◆ **What the exercise asks**:
Copy all of the data below exactly as it is given.

◆ **Supplied information**:

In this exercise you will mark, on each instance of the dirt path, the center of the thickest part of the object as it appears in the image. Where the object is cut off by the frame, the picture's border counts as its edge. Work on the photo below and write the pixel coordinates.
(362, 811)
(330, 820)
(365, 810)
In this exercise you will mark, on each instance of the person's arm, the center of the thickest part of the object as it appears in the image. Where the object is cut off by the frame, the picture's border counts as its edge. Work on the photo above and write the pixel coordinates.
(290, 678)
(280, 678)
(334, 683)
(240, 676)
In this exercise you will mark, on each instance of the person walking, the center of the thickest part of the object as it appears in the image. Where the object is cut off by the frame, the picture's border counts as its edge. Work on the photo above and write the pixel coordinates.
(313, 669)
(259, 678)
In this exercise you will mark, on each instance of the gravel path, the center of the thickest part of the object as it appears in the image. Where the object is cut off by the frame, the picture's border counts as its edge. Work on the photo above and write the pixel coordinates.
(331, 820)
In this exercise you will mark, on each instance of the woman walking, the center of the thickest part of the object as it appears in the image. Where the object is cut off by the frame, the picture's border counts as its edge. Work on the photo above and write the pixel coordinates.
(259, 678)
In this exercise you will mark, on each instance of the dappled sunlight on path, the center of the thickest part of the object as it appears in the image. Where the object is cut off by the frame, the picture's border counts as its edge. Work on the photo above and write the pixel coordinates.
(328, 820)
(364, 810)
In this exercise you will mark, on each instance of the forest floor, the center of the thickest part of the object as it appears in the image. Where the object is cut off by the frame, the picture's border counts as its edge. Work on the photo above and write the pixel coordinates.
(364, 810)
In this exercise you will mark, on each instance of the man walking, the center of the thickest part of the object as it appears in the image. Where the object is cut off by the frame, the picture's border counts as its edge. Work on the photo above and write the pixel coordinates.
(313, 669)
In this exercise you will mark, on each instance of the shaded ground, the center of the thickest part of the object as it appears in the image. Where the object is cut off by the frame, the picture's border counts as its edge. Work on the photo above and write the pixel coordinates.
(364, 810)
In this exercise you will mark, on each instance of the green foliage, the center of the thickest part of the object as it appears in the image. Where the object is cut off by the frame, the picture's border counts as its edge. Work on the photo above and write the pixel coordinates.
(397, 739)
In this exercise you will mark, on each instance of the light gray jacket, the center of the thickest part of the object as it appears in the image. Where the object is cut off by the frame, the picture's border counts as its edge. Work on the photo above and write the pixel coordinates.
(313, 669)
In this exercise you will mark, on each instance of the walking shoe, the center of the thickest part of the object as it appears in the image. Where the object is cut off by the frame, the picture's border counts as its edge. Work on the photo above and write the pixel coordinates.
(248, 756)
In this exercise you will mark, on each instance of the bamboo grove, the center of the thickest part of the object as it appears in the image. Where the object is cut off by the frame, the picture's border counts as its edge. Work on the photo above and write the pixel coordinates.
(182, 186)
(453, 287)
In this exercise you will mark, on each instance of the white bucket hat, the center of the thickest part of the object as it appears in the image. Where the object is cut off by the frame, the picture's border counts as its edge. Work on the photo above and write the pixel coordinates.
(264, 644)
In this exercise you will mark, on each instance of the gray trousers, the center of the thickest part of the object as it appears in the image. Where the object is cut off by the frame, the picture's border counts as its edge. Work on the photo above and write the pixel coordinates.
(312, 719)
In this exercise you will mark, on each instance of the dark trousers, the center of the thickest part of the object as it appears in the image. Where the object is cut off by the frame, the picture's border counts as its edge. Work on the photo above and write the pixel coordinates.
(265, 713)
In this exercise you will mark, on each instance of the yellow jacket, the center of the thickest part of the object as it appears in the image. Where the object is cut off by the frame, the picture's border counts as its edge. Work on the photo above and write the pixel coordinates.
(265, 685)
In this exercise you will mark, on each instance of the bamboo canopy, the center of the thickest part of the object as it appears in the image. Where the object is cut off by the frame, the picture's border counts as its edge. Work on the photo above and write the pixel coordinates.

◆ **Exercise output**:
In this exercise you will mark, on each instance of the dirt path, the center of the thickest part of the object as it appears in the image. Where the object is cut off by the frame, the picture's border counts as its edge. Work on the photo below and write the pixel coordinates.
(362, 811)
(330, 820)
(365, 810)
In this exercise you will mark, on each instance of the person's arm, the center of the thickest part of the object as it appears in the image. Where the object is cut off by the frame, the picture's border counts as its edge. Work on the photo above and write the pixel coordinates.
(290, 678)
(280, 678)
(334, 683)
(240, 676)
In this exercise you will mark, on each instance of the person walking, the center of the thickest part of the object as it appears in the image. Where the object is cut off by the frame, the picture's border counts as its edge. Work on the photo above and write the pixel coordinates.
(313, 669)
(259, 678)
In this exercise you will mark, on each instance of the gravel path, the center of the thickest part of the object as it appears in the image. Where the object is cut off by the frame, the picture's border counts as its edge. Work on the photo above and write the pixel coordinates.
(331, 820)
In this exercise you will mark, on each instance of the woman walking, the center of the thickest part of the object as it appears in the image. Where the object is cut off by the frame, the picture's border counts as its edge. Work on the photo above and write the pixel coordinates.
(259, 678)
In this exercise you will mark, on each instance of the dappled sunlight on path, the center of the thickest part of the object as it appears in the image. Where the object is cut off by the frame, the picture's border counts as its edge. Work on the photo above and write the pixel coordinates.
(328, 820)
(364, 810)
In this exercise you will mark, on each instance of the forest floor, the center of the thickest part of the object as it appears in the image. Where the object is cut off by the frame, the picture's border counts as its edge. Work on the photo above and write the pixel coordinates.
(364, 810)
In this exercise you will mark, on each instance of the man walking, the center of the thickest part of the object as it appears in the image. Where the object is cut off by the frame, the picture's border counts as its edge. Work on the photo above and write the pixel coordinates.
(313, 669)
In this exercise you will mark, on each instance of the shaded ground, the center of the thickest part of the object as it appears in the image. Where the object is cut off by the frame, the picture's border counts as its edge. Work on the photo above and write the pixel coordinates.
(364, 810)
In this exercise you will mark, on each instance of the green foliage, the center of the thickest part of the object as it appears in the image. Where the object is cut off by the frame, the picture's border counts as its edge. Work on the photo above and write the pixel coordinates.
(397, 739)
In this exercise you will mark, on each instance of the light gray jacket, the center of the thickest part of the object as it appears in the image. Where the object is cut off by the frame, the picture's border counts as its edge. Work on the photo above and write the pixel coordinates.
(313, 669)
In this exercise you will mark, on each instance of the walking shoe, the center of the thickest part of the object as it appears in the image. Where the object is cut off by the frame, the picture's border counts as its edge. Work on the photo above and write the pixel coordinates.
(248, 756)
In this exercise you will mark, on each instance of the bamboo grove, the center of the thickest part of the object as it appears in the image. Where the object is cut off by the frame, the picture's border counts as its edge. Work on the photo above and write the pixel coordinates.
(182, 186)
(453, 287)
In this exercise you will mark, on each instance of the white bucket hat, the center of the thickest part of the object as it appears in the image. Where the object is cut off by the frame, the picture's border counts as its edge. Work on the photo above and write the pixel coordinates.
(264, 644)
In this exercise you will mark, on each instance of the gray trousers, the center of the thickest part of the object as it appears in the image. Where the object is cut off by the frame, the picture's border counts as its edge. Work on the photo above and write the pixel coordinates.
(312, 719)
In this exercise you will mark, on each instance of the dark trousers, the center of the thickest part of the object as it appears in the image. Where the object is cut off by the frame, the picture's border counts as its edge. Work on the photo above and write the pixel coordinates.
(265, 713)
In this exercise you will mark, on each instance of the yellow jacket, the center of the thickest part of the object as it appears in the image. Where the object is cut off by the frame, the picture's border counts as its edge. Work on the photo above and write the pixel coordinates.
(265, 685)
In this exercise you will mark, on each instance of the bamboo canopy, the center of the thickest part of the object as it appears in the image. Where the object is cut off by the frame, the picture's border counts as its edge. Work on the photo above and write the pixel coordinates.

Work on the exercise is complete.